Given exercise -
From the line with "Return one point for each instance of the sail cover." through the final line, transcribe the material below character for character; include no other lines.

* start *

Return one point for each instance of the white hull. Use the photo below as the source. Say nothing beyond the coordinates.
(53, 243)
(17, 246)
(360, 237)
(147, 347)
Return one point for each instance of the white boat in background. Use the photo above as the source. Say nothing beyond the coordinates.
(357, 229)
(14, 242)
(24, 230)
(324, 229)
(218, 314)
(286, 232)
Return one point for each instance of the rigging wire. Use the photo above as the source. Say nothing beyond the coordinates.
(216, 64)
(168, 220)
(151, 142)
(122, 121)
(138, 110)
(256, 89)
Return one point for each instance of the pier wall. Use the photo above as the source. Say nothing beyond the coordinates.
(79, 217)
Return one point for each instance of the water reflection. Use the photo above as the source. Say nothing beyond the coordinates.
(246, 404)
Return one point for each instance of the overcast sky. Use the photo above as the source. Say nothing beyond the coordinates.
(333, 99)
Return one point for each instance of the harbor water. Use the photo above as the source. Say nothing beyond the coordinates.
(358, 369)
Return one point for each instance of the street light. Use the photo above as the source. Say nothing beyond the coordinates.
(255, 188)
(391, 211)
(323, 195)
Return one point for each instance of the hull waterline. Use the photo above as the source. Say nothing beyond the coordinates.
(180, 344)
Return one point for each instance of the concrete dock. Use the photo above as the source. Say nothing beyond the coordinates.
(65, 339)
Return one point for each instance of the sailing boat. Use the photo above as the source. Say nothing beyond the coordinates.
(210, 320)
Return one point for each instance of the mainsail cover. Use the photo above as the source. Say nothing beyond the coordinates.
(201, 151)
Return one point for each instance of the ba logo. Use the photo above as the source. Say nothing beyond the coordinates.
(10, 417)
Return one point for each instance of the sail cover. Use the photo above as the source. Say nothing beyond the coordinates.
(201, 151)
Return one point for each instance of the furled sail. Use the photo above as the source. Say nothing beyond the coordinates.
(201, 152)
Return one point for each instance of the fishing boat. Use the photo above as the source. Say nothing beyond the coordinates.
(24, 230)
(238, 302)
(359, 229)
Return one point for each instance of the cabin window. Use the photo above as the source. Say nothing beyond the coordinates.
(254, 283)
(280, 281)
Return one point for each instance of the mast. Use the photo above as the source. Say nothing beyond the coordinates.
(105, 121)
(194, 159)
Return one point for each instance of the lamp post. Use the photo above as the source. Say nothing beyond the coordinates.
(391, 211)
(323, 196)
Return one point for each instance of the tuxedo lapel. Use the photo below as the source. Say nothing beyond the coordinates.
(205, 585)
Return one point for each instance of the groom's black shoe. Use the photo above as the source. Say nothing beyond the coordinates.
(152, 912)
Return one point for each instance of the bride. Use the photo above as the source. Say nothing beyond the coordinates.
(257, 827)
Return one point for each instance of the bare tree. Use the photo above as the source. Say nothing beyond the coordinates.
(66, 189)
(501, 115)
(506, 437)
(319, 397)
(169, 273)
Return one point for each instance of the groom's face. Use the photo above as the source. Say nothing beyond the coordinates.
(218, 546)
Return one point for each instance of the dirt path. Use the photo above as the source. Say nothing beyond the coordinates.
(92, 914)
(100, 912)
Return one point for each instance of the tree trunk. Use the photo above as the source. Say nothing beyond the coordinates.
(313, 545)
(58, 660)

* end *

Result of this exercise -
Return one point for each instance of the sail cover. Use the photo above as the source. Say nothing beyond the coordinates.
(201, 151)
Return one point for each instance of the furled sail. Use the photo above as the source. Say nothing beyond the coordinates.
(201, 152)
Return one point for each instance of the fishing boat. Use the photo above as the source. Say nothing beyond the coordinates.
(24, 230)
(238, 302)
(359, 229)
Return one point for each instance of the cabin window. Use the photo above as the source. Say nothing beyond the coordinates.
(254, 283)
(280, 281)
Return one point for each instance of the mast. Use the photo above as the source. Say nothing beyond the coordinates.
(105, 121)
(194, 159)
Return one point for each instance of the lamp post. Use the photo above as the source. Say nothing beyond the coordinates.
(391, 211)
(323, 196)
Return one point for each instance of the tuxedo lapel. Use the photo below as the source. Say nothing beyond the coordinates.
(205, 585)
Return one point for each instance of the groom's black shoe. Use the photo above as the source. Say nothing beyond the coordinates.
(152, 912)
Return one point for each instance of the bride. Use the photo above as the source. Say nothing beyond the coordinates.
(257, 827)
Return one point for each instance of the bare tree. Use the photo above as the source. Say nothing beyond the coordinates.
(66, 189)
(501, 115)
(506, 437)
(319, 397)
(169, 273)
Return one point for each instance of the groom's face. Use the photo above as the source. Say nothing beyond the coordinates.
(218, 546)
Return one point for each instance of the dirt path. Use the photo above as the source. Say nothing beyond the coordinates.
(92, 914)
(100, 912)
Return one point for each instance of the tree trunk. Use the photo above as the source. Say nothing beyond the coordinates.
(313, 545)
(58, 660)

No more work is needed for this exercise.